§ **What is needed**
A bare count is the expected answer, namely the number of lines in the records that have the word "black".

[Records for processing — start]

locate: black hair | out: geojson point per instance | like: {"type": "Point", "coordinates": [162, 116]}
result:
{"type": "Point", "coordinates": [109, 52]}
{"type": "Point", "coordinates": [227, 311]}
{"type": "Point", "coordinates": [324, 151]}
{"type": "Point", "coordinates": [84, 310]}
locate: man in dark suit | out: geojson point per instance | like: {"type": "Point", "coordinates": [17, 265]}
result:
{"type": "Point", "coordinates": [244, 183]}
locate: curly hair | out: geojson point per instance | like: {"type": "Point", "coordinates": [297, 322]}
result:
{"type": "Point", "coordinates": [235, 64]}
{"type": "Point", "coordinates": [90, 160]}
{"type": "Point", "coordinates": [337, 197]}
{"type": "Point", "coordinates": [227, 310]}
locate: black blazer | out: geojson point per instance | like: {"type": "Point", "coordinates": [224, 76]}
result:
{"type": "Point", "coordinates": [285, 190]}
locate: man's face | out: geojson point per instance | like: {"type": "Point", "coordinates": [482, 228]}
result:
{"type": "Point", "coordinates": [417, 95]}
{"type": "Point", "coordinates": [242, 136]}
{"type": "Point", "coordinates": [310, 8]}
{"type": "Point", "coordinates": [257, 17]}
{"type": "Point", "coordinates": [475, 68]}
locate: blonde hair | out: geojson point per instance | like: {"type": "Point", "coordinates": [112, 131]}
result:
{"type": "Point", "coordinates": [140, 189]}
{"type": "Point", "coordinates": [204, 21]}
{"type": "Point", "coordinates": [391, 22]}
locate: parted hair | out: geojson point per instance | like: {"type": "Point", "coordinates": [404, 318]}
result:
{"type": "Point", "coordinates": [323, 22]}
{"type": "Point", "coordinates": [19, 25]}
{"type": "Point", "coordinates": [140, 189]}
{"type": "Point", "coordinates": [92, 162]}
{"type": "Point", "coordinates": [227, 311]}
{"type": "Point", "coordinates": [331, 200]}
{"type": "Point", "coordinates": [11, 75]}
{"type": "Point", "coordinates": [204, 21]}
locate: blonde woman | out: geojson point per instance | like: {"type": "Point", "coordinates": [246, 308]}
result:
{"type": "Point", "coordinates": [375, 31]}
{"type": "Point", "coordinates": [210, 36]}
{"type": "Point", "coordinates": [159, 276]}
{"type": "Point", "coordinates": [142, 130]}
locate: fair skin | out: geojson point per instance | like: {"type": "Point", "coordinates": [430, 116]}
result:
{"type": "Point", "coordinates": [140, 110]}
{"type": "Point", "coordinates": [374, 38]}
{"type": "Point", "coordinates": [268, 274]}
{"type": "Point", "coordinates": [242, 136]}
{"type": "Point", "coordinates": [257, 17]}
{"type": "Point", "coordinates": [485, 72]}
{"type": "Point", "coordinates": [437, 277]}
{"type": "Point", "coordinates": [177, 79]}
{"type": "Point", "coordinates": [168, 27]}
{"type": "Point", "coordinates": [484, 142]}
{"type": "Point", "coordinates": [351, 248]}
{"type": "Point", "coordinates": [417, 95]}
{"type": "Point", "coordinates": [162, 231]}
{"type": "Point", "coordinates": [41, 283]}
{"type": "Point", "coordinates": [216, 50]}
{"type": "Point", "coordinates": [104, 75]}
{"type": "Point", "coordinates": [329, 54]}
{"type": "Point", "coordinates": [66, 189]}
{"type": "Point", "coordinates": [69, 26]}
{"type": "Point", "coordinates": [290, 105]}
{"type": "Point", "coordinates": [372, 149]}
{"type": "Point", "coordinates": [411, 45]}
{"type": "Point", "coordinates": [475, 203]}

[Records for processing — finish]

§ **Task result**
2